▸ **待办事项**
**A)** 请将引文中以含有"在一些实施例中,第一样本人脸"的词语开头、以"65536中不同的遮挡模式。"结尾的那一部分原样复制下来。
**B)** 找出引文每一段的第一句话,并按段落顺序逐一列出。

___ 引用原文

在一些实施例中,第一样本人脸图像或待识别的目标人脸图像可以包括至少两个区域,每种遮挡模式对应有遮挡区域信息,该遮挡区域信息用于指示上述至少两个区域中每个区域是否被遮挡。根据人脸遮挡区域的不同,可以划分得到多种遮挡模式。
在一些实施例中,该第一样本人脸图像或待识别的目标人脸图像包括能够分成K*K个区域,每个区域都代表了人脸中一个可能被遮挡的小块(也即是图像块)。其中,K为大于1的整数。这样在不同区域被遮挡时,能够得到不同的遮挡模式。
电子设备可以根据划分出的区域的数量,获取遮挡模式的数量。在一些实施例中,每个区域都存在两种可能性,即遮挡与不被遮挡,则可以将遮挡情况划分为2 K*K种不同的遮挡模式。例如,当K取4的时候,会有65536中不同的遮挡模式。

______
___ 所给资料

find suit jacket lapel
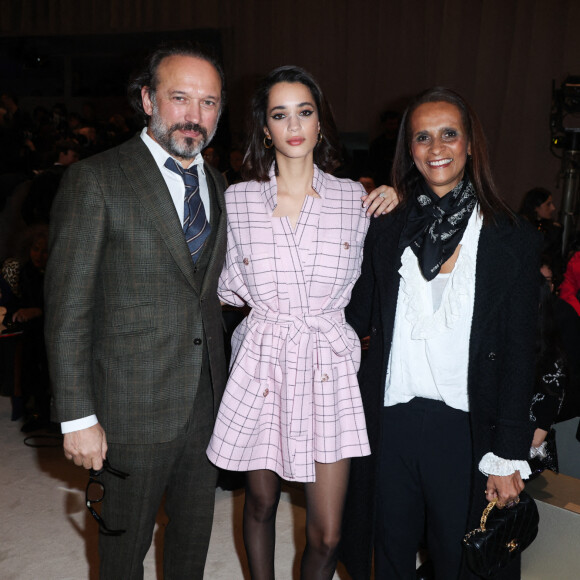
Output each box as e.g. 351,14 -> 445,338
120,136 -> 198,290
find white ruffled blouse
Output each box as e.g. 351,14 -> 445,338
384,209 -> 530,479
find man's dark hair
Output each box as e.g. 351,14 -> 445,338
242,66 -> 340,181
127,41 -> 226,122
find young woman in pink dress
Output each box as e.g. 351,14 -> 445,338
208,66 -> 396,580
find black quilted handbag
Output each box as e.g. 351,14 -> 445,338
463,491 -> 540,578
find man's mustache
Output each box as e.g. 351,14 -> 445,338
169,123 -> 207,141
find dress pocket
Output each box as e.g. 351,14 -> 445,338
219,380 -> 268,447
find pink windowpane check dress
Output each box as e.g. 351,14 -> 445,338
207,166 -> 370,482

______
___ 所给资料

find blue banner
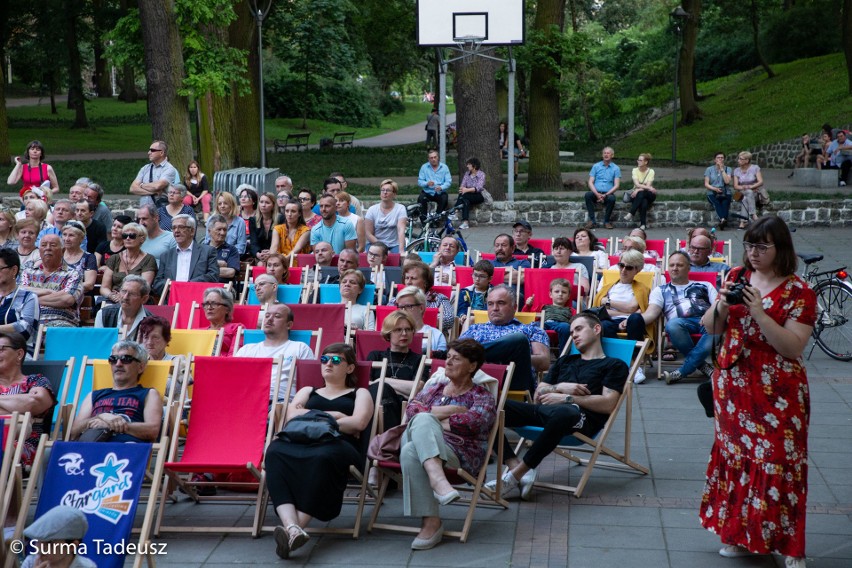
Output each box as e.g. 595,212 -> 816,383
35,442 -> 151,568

______

▸ **各题答案**
**A)**
在一些实施例中,第一样本人脸图像或待识别的目标人脸图像可以包括至少两个区域,每种遮挡模式对应有遮挡区域信息,该遮挡区域信息用于指示上述至少两个区域中每个区域是否被遮挡。根据人脸遮挡区域的不同,可以划分得到多种遮挡模式。
在一些实施例中,该第一样本人脸图像或待识别的目标人脸图像包括能够分成K*K个区域,每个区域都代表了人脸中一个可能被遮挡的小块(也即是图像块)。其中,K为大于1的整数。这样在不同区域被遮挡时,能够得到不同的遮挡模式。
电子设备可以根据划分出的区域的数量,获取遮挡模式的数量。在一些实施例中,每个区域都存在两种可能性,即遮挡与不被遮挡,则可以将遮挡情况划分为2 K*K种不同的遮挡模式。例如,当K取4的时候,会有65536中不同的遮挡模式。

**B)**
1. 在一些实施例中,第一样本人脸图像或待识别的目标人脸图像可以包括至少两个区域,每种遮挡模式对应有遮挡区域信息,该遮挡区域信息用于指示上述至少两个区域中每个区域是否被遮挡。
2. 在一些实施例中,该第一样本人脸图像或待识别的目标人脸图像包括能够分成K*K个区域,每个区域都代表了人脸中一个可能被遮挡的小块(也即是图像块)。
3. 电子设备可以根据划分出的区域的数量,获取遮挡模式的数量。